▶ [所给摘录]
────────

104.shiftrightunsigned
用法：shiftrightunsigned(base, expr) - 将base按位无符号右移expr位

spark.sql("SELECT shiftrightunsigned(3, 1)").show() //输出是二进制的3按位无符号向右移1位，即1

105.signum和sign一样
用法：sign(expr) - 如果expr为0则返回0，如果expr为负数则返回-1，如果expr是正数则返回1

	spark.sql("SELECT sign(40)").show() //输出是1
    spark.sql("SELECT signum(40)").show() //输出是1

106.sin
用法：sin(expr) - Returns the sine of expr

spark.sql("SELECT sin(0)").show() //输出是0

107.sinh
用法：sinh(expr) - Returns the hyperbolic sine of expr

spark.sql("SELECT sinh(0)").show() //输出是0

108.str_to_map
用法：str_to_map(text[, pairDelim[, keyValueDelim]]) -

spark.sql("SELECT str_to_map('a:1,b:2,c:3', ',', ':')").show() //输出是Map(a -> 1, b -> 2, c -> 3)

────────

▶ [任务内容] 请一字不差地摘录这段Spark SQL函数说明中从“108.str_to_map”到“1, b -> 2, c -> 3)”的部分，好吗？ 这些记录取自另一个来源。

数据行
────────

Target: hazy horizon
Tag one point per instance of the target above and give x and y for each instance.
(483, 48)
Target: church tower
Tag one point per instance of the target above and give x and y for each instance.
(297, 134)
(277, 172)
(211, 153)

────────

▶ [任务结果]
108.str_to_map
用法：str_to_map(text[, pairDelim[, keyValueDelim]]) -

spark.sql("SELECT str_to_map('a:1,b:2,c:3', ',', ':')").show() //输出是Map(a -> 1, b -> 2, c -> 3)